# START OF Supplied data
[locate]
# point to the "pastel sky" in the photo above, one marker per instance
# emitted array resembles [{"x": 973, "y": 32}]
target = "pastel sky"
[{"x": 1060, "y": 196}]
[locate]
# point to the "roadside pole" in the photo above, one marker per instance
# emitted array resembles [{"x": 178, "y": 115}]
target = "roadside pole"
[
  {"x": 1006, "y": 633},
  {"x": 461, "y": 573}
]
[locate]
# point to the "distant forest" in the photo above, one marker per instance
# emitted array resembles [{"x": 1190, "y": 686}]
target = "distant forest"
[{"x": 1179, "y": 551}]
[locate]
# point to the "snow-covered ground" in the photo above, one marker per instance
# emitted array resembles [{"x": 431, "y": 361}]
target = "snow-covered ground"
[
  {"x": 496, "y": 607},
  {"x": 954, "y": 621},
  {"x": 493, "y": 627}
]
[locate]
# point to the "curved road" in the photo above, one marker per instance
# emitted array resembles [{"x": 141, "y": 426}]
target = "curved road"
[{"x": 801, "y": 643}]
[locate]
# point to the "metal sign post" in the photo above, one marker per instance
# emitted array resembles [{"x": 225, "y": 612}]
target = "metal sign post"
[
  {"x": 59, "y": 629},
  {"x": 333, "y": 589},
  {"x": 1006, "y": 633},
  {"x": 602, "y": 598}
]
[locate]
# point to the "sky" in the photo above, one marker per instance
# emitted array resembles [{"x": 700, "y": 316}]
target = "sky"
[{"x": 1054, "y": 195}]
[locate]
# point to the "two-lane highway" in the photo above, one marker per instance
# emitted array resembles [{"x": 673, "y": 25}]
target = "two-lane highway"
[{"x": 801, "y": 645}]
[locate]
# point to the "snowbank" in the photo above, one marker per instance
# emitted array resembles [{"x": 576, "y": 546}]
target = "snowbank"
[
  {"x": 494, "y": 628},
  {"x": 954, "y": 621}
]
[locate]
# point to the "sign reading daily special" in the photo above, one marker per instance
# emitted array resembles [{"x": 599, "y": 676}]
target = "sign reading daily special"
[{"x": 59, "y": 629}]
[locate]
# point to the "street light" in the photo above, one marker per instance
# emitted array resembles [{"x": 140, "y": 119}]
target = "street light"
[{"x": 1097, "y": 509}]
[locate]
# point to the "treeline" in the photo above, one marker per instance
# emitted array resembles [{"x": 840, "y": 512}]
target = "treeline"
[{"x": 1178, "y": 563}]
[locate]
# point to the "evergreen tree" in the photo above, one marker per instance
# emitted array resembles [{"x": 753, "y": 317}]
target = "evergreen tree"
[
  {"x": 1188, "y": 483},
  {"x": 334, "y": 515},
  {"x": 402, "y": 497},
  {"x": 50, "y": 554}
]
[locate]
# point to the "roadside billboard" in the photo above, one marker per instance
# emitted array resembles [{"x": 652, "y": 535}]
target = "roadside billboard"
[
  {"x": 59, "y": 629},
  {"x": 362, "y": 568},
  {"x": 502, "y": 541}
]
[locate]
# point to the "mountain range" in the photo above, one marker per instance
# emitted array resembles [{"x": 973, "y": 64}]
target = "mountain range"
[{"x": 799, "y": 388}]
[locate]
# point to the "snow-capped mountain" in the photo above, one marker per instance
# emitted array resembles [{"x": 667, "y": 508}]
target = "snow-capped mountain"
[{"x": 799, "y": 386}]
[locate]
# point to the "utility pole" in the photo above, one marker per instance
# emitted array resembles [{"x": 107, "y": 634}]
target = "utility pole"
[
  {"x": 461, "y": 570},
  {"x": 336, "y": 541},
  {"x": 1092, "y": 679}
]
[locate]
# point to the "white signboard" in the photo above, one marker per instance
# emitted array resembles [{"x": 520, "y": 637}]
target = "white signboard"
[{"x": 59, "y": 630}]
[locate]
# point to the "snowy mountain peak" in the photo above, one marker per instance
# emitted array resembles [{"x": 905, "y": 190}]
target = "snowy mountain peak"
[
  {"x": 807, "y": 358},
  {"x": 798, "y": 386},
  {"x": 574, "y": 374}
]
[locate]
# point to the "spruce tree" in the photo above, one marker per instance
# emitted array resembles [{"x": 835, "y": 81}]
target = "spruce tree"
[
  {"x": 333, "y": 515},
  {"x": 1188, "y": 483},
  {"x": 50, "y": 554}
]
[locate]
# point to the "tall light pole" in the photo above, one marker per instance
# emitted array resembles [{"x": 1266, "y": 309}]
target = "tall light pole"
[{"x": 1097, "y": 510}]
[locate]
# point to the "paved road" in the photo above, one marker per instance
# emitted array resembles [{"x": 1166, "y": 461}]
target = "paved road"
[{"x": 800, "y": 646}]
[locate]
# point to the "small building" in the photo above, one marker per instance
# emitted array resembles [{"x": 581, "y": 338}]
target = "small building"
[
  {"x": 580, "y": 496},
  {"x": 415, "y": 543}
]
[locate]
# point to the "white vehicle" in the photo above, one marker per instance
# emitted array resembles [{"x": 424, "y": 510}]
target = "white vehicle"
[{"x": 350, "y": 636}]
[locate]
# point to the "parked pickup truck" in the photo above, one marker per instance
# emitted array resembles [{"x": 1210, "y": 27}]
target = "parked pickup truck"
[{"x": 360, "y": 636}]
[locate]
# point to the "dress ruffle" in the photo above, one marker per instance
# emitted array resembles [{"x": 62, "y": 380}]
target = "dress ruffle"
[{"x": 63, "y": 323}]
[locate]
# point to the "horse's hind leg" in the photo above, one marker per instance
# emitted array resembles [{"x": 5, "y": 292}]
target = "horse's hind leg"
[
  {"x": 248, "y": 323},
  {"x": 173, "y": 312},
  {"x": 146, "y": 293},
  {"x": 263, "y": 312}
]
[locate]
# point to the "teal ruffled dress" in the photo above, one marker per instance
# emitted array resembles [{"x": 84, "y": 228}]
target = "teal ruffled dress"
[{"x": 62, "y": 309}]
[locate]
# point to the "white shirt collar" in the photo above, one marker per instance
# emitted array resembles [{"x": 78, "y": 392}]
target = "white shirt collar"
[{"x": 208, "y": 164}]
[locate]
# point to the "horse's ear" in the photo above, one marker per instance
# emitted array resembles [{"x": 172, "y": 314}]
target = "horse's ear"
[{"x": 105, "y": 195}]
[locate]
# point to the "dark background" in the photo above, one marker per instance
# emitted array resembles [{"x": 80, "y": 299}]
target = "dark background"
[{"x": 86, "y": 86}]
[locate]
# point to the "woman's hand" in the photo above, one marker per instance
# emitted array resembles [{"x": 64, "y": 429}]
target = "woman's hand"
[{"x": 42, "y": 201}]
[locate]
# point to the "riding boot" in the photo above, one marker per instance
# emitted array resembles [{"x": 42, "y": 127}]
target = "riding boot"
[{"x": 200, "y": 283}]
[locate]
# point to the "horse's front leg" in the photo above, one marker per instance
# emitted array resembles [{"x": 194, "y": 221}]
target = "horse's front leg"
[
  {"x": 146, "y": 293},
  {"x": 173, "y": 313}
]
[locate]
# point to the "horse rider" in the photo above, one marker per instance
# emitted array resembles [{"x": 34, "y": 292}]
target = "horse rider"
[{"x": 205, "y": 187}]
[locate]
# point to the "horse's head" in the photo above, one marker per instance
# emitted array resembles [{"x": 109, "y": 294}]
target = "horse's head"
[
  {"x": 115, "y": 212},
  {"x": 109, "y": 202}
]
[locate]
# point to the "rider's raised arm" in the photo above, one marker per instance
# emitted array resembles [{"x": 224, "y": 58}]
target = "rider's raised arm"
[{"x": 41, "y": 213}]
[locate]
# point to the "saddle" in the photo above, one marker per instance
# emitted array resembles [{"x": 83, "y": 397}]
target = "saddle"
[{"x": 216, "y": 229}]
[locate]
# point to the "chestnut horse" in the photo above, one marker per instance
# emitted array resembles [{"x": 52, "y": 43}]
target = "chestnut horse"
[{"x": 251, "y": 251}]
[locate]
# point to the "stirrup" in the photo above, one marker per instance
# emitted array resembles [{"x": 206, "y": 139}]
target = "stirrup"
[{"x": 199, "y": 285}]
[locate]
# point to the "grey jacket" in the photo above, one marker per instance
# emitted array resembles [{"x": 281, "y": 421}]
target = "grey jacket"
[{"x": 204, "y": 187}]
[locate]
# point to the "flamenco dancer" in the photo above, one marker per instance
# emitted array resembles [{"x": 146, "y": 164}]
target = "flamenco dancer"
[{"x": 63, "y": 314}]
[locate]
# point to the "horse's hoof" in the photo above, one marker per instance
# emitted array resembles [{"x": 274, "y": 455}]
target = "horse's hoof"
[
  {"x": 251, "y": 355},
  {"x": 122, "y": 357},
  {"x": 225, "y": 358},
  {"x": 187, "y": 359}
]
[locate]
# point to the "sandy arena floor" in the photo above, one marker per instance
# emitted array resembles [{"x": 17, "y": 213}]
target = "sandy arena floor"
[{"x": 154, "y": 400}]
# END OF Supplied data
* [Work instructions] Count the lines of the data above that contain the string "post", and report only that number.

* [Expected answer] 2